Listed records:
· · · · · · ·

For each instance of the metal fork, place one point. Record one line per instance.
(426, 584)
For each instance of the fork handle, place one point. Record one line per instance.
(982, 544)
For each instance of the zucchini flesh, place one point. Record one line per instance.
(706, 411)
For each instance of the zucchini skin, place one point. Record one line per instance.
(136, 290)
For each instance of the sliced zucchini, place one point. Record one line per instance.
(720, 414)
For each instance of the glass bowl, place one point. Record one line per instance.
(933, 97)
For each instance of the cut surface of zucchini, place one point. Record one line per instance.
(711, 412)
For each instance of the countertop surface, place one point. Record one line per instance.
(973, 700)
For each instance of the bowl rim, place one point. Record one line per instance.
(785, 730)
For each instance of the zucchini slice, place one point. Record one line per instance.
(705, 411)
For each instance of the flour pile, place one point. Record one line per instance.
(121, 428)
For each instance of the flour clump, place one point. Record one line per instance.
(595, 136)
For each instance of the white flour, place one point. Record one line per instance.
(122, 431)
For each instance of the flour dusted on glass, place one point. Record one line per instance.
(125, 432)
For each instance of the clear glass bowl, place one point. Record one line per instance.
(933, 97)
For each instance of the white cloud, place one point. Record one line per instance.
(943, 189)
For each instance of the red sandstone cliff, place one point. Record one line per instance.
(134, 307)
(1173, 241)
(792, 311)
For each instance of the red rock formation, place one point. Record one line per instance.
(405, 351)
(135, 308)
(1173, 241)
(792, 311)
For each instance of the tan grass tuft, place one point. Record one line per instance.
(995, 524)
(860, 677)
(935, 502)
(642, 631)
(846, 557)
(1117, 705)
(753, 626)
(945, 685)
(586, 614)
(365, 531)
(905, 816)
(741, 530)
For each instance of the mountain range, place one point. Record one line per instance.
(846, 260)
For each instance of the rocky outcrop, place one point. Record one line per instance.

· · · · · · ·

Work to be completed: Output every record verbatim.

Output below:
For each instance of the metal fork, place one point. Record one line per instance.
(426, 584)
For each instance of the fork handle, place one point. Record one line per instance.
(982, 544)
For each instance of the zucchini flesh, place one point. Record one line per instance.
(706, 411)
For each instance of the zucchini skin, place one point. Record one line per instance.
(136, 290)
For each instance of the sliced zucchini, place one point. Record one line per instance.
(720, 414)
For each instance of the glass bowl, place one point. Record one line per instance.
(933, 97)
For each instance of the cut surface of zucchini, place one point. Record one line per instance.
(711, 412)
For each instance of the countertop surface, place one point. Record one line per instance.
(973, 700)
For each instance of the bowl rim, place one point. Record one line per instance.
(785, 730)
For each instance of the zucchini slice, place one point. Record one line per instance.
(705, 411)
For each instance of the flour pile, place one point. Record one line per instance.
(121, 428)
For each instance of the flour clump, place one point. Record one line per instance.
(595, 136)
For each instance of the white flour, place one point. Record one line per instance.
(122, 431)
For each instance of the flour dusted on glass, place one point. Record one line per instance.
(125, 432)
For each instance of the clear glass bowl, place one point. Record one line per instance.
(933, 97)
For each instance of the white cloud, place one point. Record one line per instance.
(943, 189)
For each instance of the red sandstone cliff, place one point. Record one line per instance.
(134, 307)
(1173, 241)
(792, 311)
For each instance of the red rock formation, place one point. Record one line per instance.
(405, 351)
(135, 308)
(1173, 241)
(792, 311)
For each instance of the tan grass tuft, place one point. Record one line per instance.
(995, 524)
(860, 677)
(935, 502)
(642, 631)
(846, 557)
(1117, 705)
(753, 626)
(945, 685)
(586, 614)
(365, 531)
(905, 816)
(741, 530)
For each instance of the mountain range, place one point. Record one line per instance.
(846, 260)
For each instance of the rocky outcrop, place one point. Record one line per instance.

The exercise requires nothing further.